• TEXT PROVIDED:

Execute the next operations as specified by the project’s workflow.

See also: run()

New in version 0.6.

Parameters:
  • operations (Sequence of instances of JobOperation) – The operations to execute (optional).
  • pretend (bool) – Do not actually execute the operations, but show which command would have been used.
  • np (int) – The number of processors to use for each operation.
  • timeout (int) – An optional timeout for each operation in seconds after which execution will be cancelled. Use -1 to indicate not timeout (the default).
  • progress – Show a progress bar during execution.
scheduler_jobs(scheduler)

Fetch jobs from the scheduler.

This function will fetch all scheduler jobs from the scheduler and also expand bundled jobs automatically.

However, this function will not automatically filter scheduler jobs which are not associated with this project.

Parameters:scheduler (Scheduler) – The scheduler instance.
Yields:All scheduler jobs fetched from the scheduler instance.
script(operations, parallel=False, template='script.sh', show_template_help=False)

Generate a run script to execute given operations.

Parameters:
  • operations (Sequence of instances of JobOperation) – The operations to execute.
  • parallel – Execute all operations in parallel (default is False).
  • parallel – bool
  • template (str) – The name of the template to use to generate the script.
  • show_template_help (bool) – Show help related to the templating system and then exit.
submit(bundle_size=1, jobs=None, names=None, num=None, parallel=False, force=False, walltime=None, env=None, **kwargs)

Submit function for the project’s main submit interface.

Changed in version 0.6.

Parameters:
  • bundle_size (int) – Specify the number of operations to be bundled into one submission, defaults to 1.
  • jobs (Sequence of instances Job.) – Only submit operations associated with the provided jobs. Defaults to all jobs.
  • names (Sequence of str) – Only submit operations with any of the given names, defaults to all names.
  • num (int) – Limit the total number of submitted operations, defaults to no limit.
  • parallel (bool) – Execute all bundled operations in parallel. Has no effect without bundling.
  • force (bool) – Ignore all warnings or checks during submission, just submit.
  • walltime – Specify the walltime in hours or as instance of datetime.timedelta.
submit_operations(operations, _id=None, env=None, parallel=False, flags=None, force=False, template='script.sh', pretend=False, show_template_help=False, **kwargs)

Submit a sequence of operations to the scheduler.

• INFORMATION SUPPLIED:
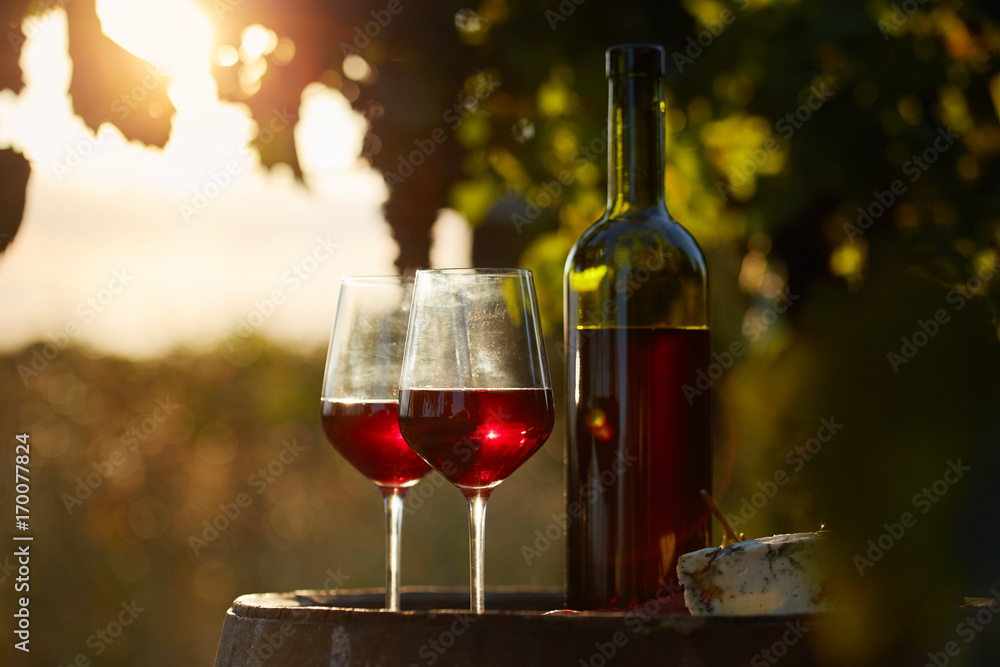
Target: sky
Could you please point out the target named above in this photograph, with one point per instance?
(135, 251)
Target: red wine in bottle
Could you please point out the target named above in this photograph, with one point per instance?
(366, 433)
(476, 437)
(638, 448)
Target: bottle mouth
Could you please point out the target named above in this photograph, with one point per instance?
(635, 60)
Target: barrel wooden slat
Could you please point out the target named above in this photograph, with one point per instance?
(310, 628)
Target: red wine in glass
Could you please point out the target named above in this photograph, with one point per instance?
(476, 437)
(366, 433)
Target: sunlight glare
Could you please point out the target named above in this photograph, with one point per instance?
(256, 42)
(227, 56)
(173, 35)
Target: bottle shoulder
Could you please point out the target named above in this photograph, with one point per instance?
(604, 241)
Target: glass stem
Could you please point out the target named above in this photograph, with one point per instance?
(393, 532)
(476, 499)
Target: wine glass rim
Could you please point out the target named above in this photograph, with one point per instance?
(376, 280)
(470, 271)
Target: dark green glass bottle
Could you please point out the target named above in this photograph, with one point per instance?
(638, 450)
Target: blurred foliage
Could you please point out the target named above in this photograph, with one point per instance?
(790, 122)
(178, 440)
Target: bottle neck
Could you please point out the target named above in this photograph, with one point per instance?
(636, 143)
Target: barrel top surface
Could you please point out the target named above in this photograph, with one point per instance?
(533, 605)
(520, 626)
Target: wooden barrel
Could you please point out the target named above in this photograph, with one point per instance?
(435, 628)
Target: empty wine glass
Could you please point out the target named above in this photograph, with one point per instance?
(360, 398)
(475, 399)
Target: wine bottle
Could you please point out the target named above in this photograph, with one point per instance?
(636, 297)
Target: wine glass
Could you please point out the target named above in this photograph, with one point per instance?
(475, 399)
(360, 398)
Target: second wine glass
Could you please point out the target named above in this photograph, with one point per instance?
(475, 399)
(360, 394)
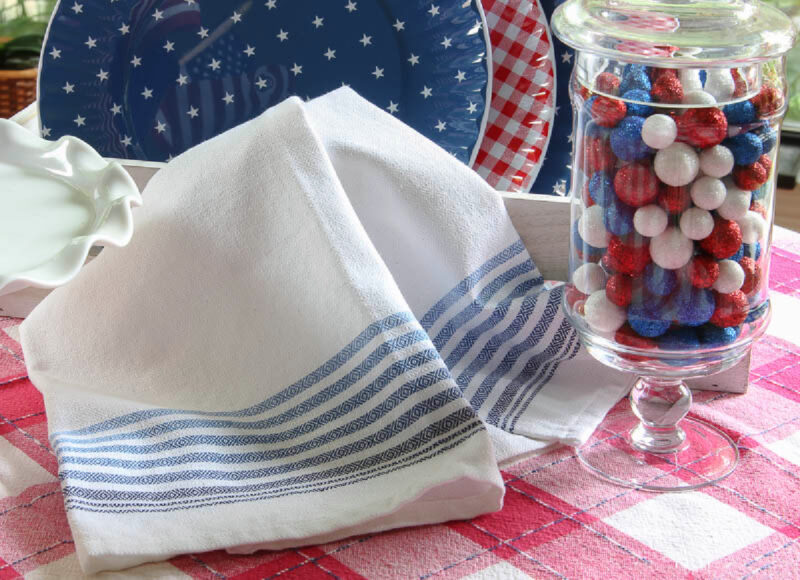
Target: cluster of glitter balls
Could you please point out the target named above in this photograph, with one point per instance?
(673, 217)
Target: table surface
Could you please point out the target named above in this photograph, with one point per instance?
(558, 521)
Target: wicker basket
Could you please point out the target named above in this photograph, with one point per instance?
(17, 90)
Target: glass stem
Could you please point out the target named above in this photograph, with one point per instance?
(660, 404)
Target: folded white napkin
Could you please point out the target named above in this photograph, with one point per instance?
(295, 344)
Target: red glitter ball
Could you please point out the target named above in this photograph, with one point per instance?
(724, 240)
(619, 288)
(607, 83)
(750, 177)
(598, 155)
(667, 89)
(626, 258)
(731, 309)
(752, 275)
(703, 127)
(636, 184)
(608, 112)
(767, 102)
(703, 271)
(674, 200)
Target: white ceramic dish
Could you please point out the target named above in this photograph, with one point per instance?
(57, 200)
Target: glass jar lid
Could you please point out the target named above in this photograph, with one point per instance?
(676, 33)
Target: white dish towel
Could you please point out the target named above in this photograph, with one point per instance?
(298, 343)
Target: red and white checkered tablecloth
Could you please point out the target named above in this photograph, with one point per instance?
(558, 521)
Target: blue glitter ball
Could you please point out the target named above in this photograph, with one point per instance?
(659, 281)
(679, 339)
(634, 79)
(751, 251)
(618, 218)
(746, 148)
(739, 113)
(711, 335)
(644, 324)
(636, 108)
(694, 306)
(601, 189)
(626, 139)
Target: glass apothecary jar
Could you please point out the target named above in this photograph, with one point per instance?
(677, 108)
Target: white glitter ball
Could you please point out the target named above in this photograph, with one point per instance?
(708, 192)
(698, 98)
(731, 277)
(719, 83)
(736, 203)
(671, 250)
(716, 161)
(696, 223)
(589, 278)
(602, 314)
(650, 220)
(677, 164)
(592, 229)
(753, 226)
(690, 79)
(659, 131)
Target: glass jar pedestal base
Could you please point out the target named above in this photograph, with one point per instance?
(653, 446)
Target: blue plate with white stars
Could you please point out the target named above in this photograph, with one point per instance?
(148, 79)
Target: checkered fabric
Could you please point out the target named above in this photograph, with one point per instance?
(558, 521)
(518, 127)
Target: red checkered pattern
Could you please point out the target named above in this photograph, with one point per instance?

• PROBLEM SET:
[A] From the documentation text, quote the passage between "Submit function for" and "to all names.", inclusive.
[B] How many lines of the records contain the string "wooden", with case counting? Reply with the number alone.
The records are unrelated to the documentation text.

• WRITTEN RESPONSES:
[A]
Submit function for the project’s main submit interface.

Changed in version 0.6.

Parameters:
  • bundle_size (int) – Specify the number of operations to be bundled into one submission, defaults to 1.
  • jobs (Sequence of instances Job.) – Only submit operations associated with the provided jobs. Defaults to all jobs.
  • names (Sequence of str) – Only submit operations with any of the given names, defaults to all names.

[B] 2